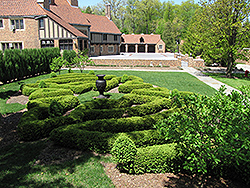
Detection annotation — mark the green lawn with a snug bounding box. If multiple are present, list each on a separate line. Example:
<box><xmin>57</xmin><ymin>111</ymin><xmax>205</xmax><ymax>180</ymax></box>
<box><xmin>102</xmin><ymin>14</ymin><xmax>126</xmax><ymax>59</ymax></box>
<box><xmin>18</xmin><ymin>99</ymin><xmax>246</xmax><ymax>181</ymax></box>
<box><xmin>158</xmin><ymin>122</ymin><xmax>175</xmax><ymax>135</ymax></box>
<box><xmin>0</xmin><ymin>70</ymin><xmax>216</xmax><ymax>114</ymax></box>
<box><xmin>205</xmin><ymin>73</ymin><xmax>250</xmax><ymax>89</ymax></box>
<box><xmin>0</xmin><ymin>140</ymin><xmax>114</xmax><ymax>188</ymax></box>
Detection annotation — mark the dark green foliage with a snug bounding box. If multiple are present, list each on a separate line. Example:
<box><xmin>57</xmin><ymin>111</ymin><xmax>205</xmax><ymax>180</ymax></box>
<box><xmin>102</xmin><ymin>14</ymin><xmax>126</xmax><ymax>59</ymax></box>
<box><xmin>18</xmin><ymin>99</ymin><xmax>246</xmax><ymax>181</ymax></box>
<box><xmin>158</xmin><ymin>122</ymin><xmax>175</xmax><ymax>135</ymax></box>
<box><xmin>133</xmin><ymin>144</ymin><xmax>182</xmax><ymax>174</ymax></box>
<box><xmin>89</xmin><ymin>70</ymin><xmax>95</xmax><ymax>75</ymax></box>
<box><xmin>29</xmin><ymin>88</ymin><xmax>73</xmax><ymax>100</ymax></box>
<box><xmin>50</xmin><ymin>72</ymin><xmax>57</xmax><ymax>78</ymax></box>
<box><xmin>118</xmin><ymin>81</ymin><xmax>153</xmax><ymax>93</ymax></box>
<box><xmin>121</xmin><ymin>74</ymin><xmax>129</xmax><ymax>83</ymax></box>
<box><xmin>27</xmin><ymin>95</ymin><xmax>80</xmax><ymax>112</ymax></box>
<box><xmin>17</xmin><ymin>116</ymin><xmax>74</xmax><ymax>141</ymax></box>
<box><xmin>21</xmin><ymin>84</ymin><xmax>39</xmax><ymax>96</ymax></box>
<box><xmin>131</xmin><ymin>88</ymin><xmax>170</xmax><ymax>98</ymax></box>
<box><xmin>70</xmin><ymin>83</ymin><xmax>94</xmax><ymax>94</ymax></box>
<box><xmin>63</xmin><ymin>50</ymin><xmax>77</xmax><ymax>65</ymax></box>
<box><xmin>156</xmin><ymin>88</ymin><xmax>250</xmax><ymax>183</ymax></box>
<box><xmin>38</xmin><ymin>80</ymin><xmax>47</xmax><ymax>88</ymax></box>
<box><xmin>49</xmin><ymin>100</ymin><xmax>63</xmax><ymax>118</ymax></box>
<box><xmin>0</xmin><ymin>48</ymin><xmax>60</xmax><ymax>83</ymax></box>
<box><xmin>111</xmin><ymin>134</ymin><xmax>137</xmax><ymax>172</ymax></box>
<box><xmin>127</xmin><ymin>98</ymin><xmax>172</xmax><ymax>116</ymax></box>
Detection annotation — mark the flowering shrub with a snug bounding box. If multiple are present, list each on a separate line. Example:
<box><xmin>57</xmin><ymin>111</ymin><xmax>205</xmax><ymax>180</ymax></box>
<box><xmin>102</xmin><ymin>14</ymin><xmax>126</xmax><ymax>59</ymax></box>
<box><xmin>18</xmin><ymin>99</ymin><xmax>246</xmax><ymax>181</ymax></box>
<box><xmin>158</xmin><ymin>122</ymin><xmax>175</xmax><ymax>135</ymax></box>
<box><xmin>155</xmin><ymin>87</ymin><xmax>250</xmax><ymax>184</ymax></box>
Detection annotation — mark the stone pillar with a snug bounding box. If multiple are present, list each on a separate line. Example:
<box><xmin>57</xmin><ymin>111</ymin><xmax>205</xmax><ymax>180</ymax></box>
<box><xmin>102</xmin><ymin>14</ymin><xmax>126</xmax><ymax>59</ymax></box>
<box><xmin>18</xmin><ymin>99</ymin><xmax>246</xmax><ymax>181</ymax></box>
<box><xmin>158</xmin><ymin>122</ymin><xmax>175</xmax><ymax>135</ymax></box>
<box><xmin>135</xmin><ymin>44</ymin><xmax>138</xmax><ymax>53</ymax></box>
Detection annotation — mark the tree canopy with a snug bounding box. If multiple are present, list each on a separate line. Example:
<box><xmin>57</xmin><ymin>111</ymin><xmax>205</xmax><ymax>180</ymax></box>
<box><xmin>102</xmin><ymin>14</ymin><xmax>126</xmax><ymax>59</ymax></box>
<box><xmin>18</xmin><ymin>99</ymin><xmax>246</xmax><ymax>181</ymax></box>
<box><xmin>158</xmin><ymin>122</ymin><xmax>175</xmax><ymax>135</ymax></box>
<box><xmin>182</xmin><ymin>0</ymin><xmax>250</xmax><ymax>77</ymax></box>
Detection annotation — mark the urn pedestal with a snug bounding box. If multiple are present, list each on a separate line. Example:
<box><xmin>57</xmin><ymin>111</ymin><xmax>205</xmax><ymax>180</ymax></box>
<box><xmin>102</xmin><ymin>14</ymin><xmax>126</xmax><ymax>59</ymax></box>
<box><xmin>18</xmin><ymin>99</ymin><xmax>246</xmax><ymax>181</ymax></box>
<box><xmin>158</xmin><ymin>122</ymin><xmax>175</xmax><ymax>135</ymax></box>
<box><xmin>96</xmin><ymin>74</ymin><xmax>107</xmax><ymax>99</ymax></box>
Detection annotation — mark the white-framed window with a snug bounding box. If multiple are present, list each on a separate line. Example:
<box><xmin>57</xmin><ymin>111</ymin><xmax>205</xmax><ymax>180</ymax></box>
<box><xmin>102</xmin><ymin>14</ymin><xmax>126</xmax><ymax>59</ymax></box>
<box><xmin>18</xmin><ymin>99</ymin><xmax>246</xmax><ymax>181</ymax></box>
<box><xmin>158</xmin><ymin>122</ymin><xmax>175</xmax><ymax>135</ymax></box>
<box><xmin>103</xmin><ymin>34</ymin><xmax>108</xmax><ymax>41</ymax></box>
<box><xmin>41</xmin><ymin>40</ymin><xmax>55</xmax><ymax>48</ymax></box>
<box><xmin>39</xmin><ymin>18</ymin><xmax>44</xmax><ymax>29</ymax></box>
<box><xmin>108</xmin><ymin>46</ymin><xmax>114</xmax><ymax>53</ymax></box>
<box><xmin>59</xmin><ymin>39</ymin><xmax>73</xmax><ymax>50</ymax></box>
<box><xmin>10</xmin><ymin>19</ymin><xmax>24</xmax><ymax>30</ymax></box>
<box><xmin>0</xmin><ymin>20</ymin><xmax>3</xmax><ymax>29</ymax></box>
<box><xmin>1</xmin><ymin>42</ymin><xmax>23</xmax><ymax>51</ymax></box>
<box><xmin>90</xmin><ymin>46</ymin><xmax>95</xmax><ymax>53</ymax></box>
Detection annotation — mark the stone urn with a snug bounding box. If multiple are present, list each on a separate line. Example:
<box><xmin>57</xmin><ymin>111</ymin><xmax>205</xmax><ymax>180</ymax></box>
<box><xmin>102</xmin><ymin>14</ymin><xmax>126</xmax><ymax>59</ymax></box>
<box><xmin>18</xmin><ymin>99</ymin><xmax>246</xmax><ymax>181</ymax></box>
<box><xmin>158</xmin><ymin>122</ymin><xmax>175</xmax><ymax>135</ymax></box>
<box><xmin>96</xmin><ymin>74</ymin><xmax>107</xmax><ymax>99</ymax></box>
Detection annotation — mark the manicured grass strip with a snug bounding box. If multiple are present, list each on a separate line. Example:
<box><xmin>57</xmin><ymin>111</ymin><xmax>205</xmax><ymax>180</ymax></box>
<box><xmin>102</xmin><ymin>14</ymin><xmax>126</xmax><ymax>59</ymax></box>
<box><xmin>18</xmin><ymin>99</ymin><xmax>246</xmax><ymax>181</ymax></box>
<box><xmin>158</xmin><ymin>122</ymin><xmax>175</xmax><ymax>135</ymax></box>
<box><xmin>0</xmin><ymin>141</ymin><xmax>114</xmax><ymax>188</ymax></box>
<box><xmin>76</xmin><ymin>70</ymin><xmax>216</xmax><ymax>96</ymax></box>
<box><xmin>205</xmin><ymin>73</ymin><xmax>250</xmax><ymax>89</ymax></box>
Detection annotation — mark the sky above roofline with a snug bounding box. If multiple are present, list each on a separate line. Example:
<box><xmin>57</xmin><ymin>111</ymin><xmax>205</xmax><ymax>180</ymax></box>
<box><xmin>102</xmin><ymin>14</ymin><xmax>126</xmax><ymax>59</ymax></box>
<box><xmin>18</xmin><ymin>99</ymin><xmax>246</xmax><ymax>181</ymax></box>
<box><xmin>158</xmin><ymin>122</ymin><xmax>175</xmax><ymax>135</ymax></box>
<box><xmin>78</xmin><ymin>0</ymin><xmax>199</xmax><ymax>7</ymax></box>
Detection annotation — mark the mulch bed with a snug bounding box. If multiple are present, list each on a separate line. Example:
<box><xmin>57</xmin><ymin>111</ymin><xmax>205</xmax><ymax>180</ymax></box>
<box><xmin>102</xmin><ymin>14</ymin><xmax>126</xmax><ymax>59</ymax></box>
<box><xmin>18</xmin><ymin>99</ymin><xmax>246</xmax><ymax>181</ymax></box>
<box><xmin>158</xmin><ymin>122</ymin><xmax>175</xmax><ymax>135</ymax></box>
<box><xmin>0</xmin><ymin>88</ymin><xmax>248</xmax><ymax>188</ymax></box>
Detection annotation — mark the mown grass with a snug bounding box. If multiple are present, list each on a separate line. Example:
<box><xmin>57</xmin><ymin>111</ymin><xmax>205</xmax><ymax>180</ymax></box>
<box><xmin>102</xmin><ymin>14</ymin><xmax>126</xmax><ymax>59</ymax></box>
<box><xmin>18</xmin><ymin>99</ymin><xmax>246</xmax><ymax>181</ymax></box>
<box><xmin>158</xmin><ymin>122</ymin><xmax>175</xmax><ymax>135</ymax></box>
<box><xmin>205</xmin><ymin>73</ymin><xmax>250</xmax><ymax>89</ymax></box>
<box><xmin>0</xmin><ymin>140</ymin><xmax>114</xmax><ymax>188</ymax></box>
<box><xmin>0</xmin><ymin>70</ymin><xmax>216</xmax><ymax>114</ymax></box>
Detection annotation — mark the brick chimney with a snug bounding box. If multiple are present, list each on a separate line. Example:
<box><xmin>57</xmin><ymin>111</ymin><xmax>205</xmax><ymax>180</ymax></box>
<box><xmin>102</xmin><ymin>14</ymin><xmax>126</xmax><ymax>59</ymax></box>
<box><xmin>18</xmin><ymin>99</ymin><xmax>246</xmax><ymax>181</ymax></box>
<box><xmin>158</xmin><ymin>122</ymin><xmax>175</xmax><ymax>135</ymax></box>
<box><xmin>37</xmin><ymin>0</ymin><xmax>49</xmax><ymax>10</ymax></box>
<box><xmin>68</xmin><ymin>0</ymin><xmax>78</xmax><ymax>7</ymax></box>
<box><xmin>105</xmin><ymin>4</ymin><xmax>112</xmax><ymax>20</ymax></box>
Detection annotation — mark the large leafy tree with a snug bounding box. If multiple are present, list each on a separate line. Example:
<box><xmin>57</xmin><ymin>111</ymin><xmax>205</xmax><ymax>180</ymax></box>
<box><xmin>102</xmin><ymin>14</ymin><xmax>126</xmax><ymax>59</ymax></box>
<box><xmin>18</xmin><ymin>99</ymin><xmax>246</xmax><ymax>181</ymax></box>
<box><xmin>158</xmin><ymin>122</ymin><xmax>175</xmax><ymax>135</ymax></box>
<box><xmin>183</xmin><ymin>0</ymin><xmax>250</xmax><ymax>77</ymax></box>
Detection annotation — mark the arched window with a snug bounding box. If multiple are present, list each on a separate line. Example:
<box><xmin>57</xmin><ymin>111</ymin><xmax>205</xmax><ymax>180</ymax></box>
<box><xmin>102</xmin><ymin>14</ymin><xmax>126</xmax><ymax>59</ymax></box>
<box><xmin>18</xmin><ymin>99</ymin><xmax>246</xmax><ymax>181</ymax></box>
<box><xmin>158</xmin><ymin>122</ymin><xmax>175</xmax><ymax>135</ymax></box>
<box><xmin>140</xmin><ymin>37</ymin><xmax>144</xmax><ymax>43</ymax></box>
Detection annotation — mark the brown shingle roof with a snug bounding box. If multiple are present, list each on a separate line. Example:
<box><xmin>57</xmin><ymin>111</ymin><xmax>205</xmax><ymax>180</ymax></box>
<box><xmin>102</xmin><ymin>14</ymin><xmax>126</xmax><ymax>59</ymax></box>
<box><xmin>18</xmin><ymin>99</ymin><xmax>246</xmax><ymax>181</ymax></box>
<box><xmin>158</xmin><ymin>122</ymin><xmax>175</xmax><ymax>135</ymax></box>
<box><xmin>122</xmin><ymin>34</ymin><xmax>161</xmax><ymax>44</ymax></box>
<box><xmin>83</xmin><ymin>14</ymin><xmax>121</xmax><ymax>34</ymax></box>
<box><xmin>50</xmin><ymin>0</ymin><xmax>90</xmax><ymax>25</ymax></box>
<box><xmin>0</xmin><ymin>0</ymin><xmax>44</xmax><ymax>16</ymax></box>
<box><xmin>44</xmin><ymin>9</ymin><xmax>88</xmax><ymax>38</ymax></box>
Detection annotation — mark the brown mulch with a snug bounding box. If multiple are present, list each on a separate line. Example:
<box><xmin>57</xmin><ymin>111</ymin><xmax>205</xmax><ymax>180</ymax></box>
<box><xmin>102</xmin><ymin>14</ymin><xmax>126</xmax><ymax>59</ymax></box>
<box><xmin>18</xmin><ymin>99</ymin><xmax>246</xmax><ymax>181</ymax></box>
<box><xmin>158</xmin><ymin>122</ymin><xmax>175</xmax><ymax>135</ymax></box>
<box><xmin>0</xmin><ymin>88</ymin><xmax>248</xmax><ymax>188</ymax></box>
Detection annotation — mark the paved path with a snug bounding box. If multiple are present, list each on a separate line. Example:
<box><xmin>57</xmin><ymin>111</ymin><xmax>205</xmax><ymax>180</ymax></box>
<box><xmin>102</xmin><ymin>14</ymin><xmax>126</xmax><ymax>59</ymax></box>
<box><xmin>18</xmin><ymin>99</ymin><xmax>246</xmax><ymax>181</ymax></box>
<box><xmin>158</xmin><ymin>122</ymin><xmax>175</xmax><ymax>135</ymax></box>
<box><xmin>182</xmin><ymin>67</ymin><xmax>238</xmax><ymax>94</ymax></box>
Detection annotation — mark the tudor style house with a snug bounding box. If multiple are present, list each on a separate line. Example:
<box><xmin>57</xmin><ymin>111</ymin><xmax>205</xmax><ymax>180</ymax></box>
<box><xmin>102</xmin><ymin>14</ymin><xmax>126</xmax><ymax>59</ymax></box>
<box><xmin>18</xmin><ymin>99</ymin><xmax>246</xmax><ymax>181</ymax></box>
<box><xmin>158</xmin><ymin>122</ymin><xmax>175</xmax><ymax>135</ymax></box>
<box><xmin>0</xmin><ymin>0</ymin><xmax>121</xmax><ymax>56</ymax></box>
<box><xmin>120</xmin><ymin>34</ymin><xmax>165</xmax><ymax>53</ymax></box>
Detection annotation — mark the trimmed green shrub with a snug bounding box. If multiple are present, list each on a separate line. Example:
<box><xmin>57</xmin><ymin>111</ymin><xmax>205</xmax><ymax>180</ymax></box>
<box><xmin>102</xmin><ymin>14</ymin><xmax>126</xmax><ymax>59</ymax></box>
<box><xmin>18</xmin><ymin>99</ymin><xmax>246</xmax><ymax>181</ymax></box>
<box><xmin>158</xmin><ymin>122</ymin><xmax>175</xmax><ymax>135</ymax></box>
<box><xmin>70</xmin><ymin>108</ymin><xmax>126</xmax><ymax>122</ymax></box>
<box><xmin>63</xmin><ymin>50</ymin><xmax>77</xmax><ymax>65</ymax></box>
<box><xmin>118</xmin><ymin>81</ymin><xmax>153</xmax><ymax>93</ymax></box>
<box><xmin>121</xmin><ymin>74</ymin><xmax>129</xmax><ymax>83</ymax></box>
<box><xmin>38</xmin><ymin>80</ymin><xmax>47</xmax><ymax>88</ymax></box>
<box><xmin>111</xmin><ymin>134</ymin><xmax>137</xmax><ymax>172</ymax></box>
<box><xmin>50</xmin><ymin>72</ymin><xmax>57</xmax><ymax>78</ymax></box>
<box><xmin>19</xmin><ymin>106</ymin><xmax>49</xmax><ymax>124</ymax></box>
<box><xmin>70</xmin><ymin>83</ymin><xmax>94</xmax><ymax>94</ymax></box>
<box><xmin>134</xmin><ymin>143</ymin><xmax>182</xmax><ymax>174</ymax></box>
<box><xmin>127</xmin><ymin>98</ymin><xmax>172</xmax><ymax>116</ymax></box>
<box><xmin>29</xmin><ymin>88</ymin><xmax>74</xmax><ymax>100</ymax></box>
<box><xmin>17</xmin><ymin>116</ymin><xmax>74</xmax><ymax>141</ymax></box>
<box><xmin>49</xmin><ymin>100</ymin><xmax>63</xmax><ymax>118</ymax></box>
<box><xmin>89</xmin><ymin>70</ymin><xmax>95</xmax><ymax>75</ymax></box>
<box><xmin>131</xmin><ymin>88</ymin><xmax>170</xmax><ymax>98</ymax></box>
<box><xmin>27</xmin><ymin>95</ymin><xmax>80</xmax><ymax>112</ymax></box>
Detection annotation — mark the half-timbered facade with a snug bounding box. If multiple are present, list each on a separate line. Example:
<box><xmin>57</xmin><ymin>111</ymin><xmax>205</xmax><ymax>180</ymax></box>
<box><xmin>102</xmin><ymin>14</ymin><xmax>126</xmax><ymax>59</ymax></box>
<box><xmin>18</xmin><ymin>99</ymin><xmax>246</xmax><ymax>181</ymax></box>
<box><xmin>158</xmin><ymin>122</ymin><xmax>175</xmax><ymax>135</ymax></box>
<box><xmin>0</xmin><ymin>0</ymin><xmax>121</xmax><ymax>55</ymax></box>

• [EXERCISE TASK]:
Edit the data from the line containing "Detection annotation — mark the half-timbered" through the end, changing "snug" to "tight" and keeping everything else the same. Return only those lines.

• [FINISHED ANSWER]:
Detection annotation — mark the half-timbered facade with a tight bounding box. If multiple are present, list each on a separate line. Example:
<box><xmin>57</xmin><ymin>111</ymin><xmax>205</xmax><ymax>180</ymax></box>
<box><xmin>102</xmin><ymin>14</ymin><xmax>126</xmax><ymax>59</ymax></box>
<box><xmin>18</xmin><ymin>99</ymin><xmax>246</xmax><ymax>181</ymax></box>
<box><xmin>158</xmin><ymin>122</ymin><xmax>175</xmax><ymax>135</ymax></box>
<box><xmin>0</xmin><ymin>0</ymin><xmax>121</xmax><ymax>55</ymax></box>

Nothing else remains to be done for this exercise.